> ESERCIZI
1. Rispondi a queste domande sul brano sul fallimento:
(a) Chi nomina il curatore?
(b) Di quale anno è la Legge Fallimentare esaminata?
(c) A quanto ammonta il prestito che il curatore chiede di poter contrarre?
2. Ricopia dal brano sul fallimento il passo che va da "Se il fallito" fino a "cosa abbiamo scoperto." incluso.
3. Prosegui il brano sul fallimento dopo la sua ultima frase.

> BRANO
__________________________________________________
IL CONTESTO
Il fallimento di una società è, in una qualche misura, accadimento fisiologico, anche se drammatico: tra tante che vanno bene o che comunque sopravvivono, alcune purtroppo non ce la fanno.
E così, a tutela dei creditori interviene lo Stato. Il Tribunale nomina un “curatore” con il compito di realizzare il realizzabile, distribuire il ricavato ai creditori e, finite le risorse, chiudere il fallimento. Viene nominato un Giudice Delegato che vigila sull’operato del curatore, un comitato dei creditori che controlla l’operato di entrambi e al Tribunale viene assegnato il compito di supervisione.
Se il fallito è una società, il fallimento si estende anche ai soci. I loro familiari (genitori, coniugi e figli) restano indenni (o, quantomeno, così dovrebbero restare).
La nostra ignoranza in materia ci ha portato a fare una analisi terra-terra sulla Legge Fallimentare (anno 1942): ecco cosa abbiamo scoperto.
Regola numero uno. La gestione del fallimento della società (patrimonio, incassi, pagamenti) deve essere rigorosamente tenuta distinta da quella dei fallimenti dei singoli soci.
Regola numero due. Chi gestisce il fallimento deve pagare i creditori in tempi rapidi, per limitare i danni di chi già troppi ne ha subiti.
Se avete un credito di 100 vi mangerete le mani quando saprete di non poter realizzare più di 40, diverrete autentiche belve quando si ridurranno a 15, finirete per azzannarvi da soli le parti più intime quando scoprirete che il frutto di anni di triboli non basterà a pagare avvocati e professionisti che per tanti lustri si sono occupati del vostro credito.
IL FATTO
Nel caso che stiamo esaminando, finiti i soldi, il curatore, per continuare la gestione del fallimento ha chiesto di essere autorizzato a contrarre un prestito di 20.000 € con la banca, e che Banca!! Nientemeno che la Banca Popolare di Sondrio, Presidente del comitato dei creditori.
Il prestito, spiega il curatore, verrà accreditato su un conto corrente a nome dei fallimenti personali di Gianoncelli Franco e Peppino, dove vengono fatti transitare tutti i pagamenti indistintamente, «per pagare i legali e i loro domiciliatari, le spese per l’esecuzione immobiliare per la vendita dei beni immobili di proprietà di Gianoncelli Patrizia (legale, perito estimatore, professionista delegato, spese di pubblicità); una volta venduto gli immobili verranno effettuati i conteggi precisi per il riaddebito delle somme di pertinenza dei singoli fallimenti».
__________________________________________________
> MATERIALE RACCOLTO
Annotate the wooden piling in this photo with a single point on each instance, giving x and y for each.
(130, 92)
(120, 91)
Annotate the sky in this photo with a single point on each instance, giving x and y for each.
__________________________________________________
> SOLUZIONI ESERCIZI
1.
(a) Il Tribunale.
(b) Del 1942.
(c) A 20.000 €.

2.
Se il fallito è una società, il fallimento si estende anche ai soci. I loro familiari (genitori, coniugi e figli) restano indenni (o, quantomeno, così dovrebbero restare).
La nostra ignoranza in materia ci ha portato a fare una analisi terra-terra sulla Legge Fallimentare (anno 1942): ecco cosa abbiamo scoperto.

3.
Dovremmo a questo punto aprire una parentesi per narrare il coinvolgimento di parenti (figli dei falliti e madre, tutti estranei al fallimento) mediante cause intentate dal curatore, costate un’enormità e che per brevità vi risparmiamo (ma vi invitiamo a cliccare “caso Gianoncelli” in internet, per sbirciare in un girone infernale che vi farà esclamare: tutto questo non può essere vero!).
Basterà qui rilevare che, anche per pagare queste spese (circa 37.000 €) il curatore ha pignorato l’appartamento di una figlia, Gianoncelli Patrizia (valore € 121.000) e si sta ora intaccando il patrimonio personale di Gianoncelli Marinella (altra figlia).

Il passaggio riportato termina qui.